## 課題の説明
主体的に考えることについての文章によると、今回の街頭インタビューはどこで行われたか答えてください。

## 提示された文章
+-------+
第34回「主体的に考えること」
「私たちの未来は、私たちで作る!」
あなたの「困りごと」、「モヤモヤ」、「お悩み」、もしくは、「変えていきたい社会の課題」などを通して、みんなで一緒に「これから」を考えていく番組です。
今回は、原宿で行った街頭インタビューの声にスタジオの3人がこたえました。
仕事柄、教育について考える機会が多くて。学校が「子ども主体、子ども主役の場にならないといけない」と思っています。
今の子どもって、小中高の12年間、自分で学ぶことも、何を学ぶか、学び方も、選べません。大人の会社員が今から12年間、「なんのために仕事をするんだろう」ってわからない状態でひたすら仕事をさせられる、ずっと監視されているっていう状況は耐え難いですよね。でも、子どもはその状況にあるっていうのはおかしいなと思います。
子どもたちが活動やプロジェクトを行う中で学びを深めていくということが潮流としてあるんですが、そればっかりになってもいけないし、座学が得意な子もいますよね。だから、選択肢を増やしていくっていうのは必要かなと。
+-------+
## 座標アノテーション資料
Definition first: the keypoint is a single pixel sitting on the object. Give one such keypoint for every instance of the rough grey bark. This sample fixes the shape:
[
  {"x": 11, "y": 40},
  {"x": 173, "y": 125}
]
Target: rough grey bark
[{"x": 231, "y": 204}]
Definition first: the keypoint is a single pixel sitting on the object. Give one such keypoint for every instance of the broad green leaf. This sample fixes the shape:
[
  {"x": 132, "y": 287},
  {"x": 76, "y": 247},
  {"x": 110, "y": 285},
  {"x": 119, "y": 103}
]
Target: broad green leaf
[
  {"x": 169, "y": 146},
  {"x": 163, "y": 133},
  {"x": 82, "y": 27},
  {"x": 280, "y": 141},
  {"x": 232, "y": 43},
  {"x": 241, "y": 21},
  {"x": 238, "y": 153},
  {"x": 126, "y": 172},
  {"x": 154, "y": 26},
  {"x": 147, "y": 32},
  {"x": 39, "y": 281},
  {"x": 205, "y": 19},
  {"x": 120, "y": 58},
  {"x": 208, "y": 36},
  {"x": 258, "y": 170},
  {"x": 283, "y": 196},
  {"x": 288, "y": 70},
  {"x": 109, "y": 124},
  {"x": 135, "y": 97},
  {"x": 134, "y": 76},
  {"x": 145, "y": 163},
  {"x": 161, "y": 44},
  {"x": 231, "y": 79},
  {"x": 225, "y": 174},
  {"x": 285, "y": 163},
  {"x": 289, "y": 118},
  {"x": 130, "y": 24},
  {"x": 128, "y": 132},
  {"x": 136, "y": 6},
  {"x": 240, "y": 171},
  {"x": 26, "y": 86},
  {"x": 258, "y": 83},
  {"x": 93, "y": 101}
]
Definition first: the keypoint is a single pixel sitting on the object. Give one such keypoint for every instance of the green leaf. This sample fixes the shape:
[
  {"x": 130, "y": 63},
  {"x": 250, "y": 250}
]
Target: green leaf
+-------+
## 課題への回答
原宿で行われました。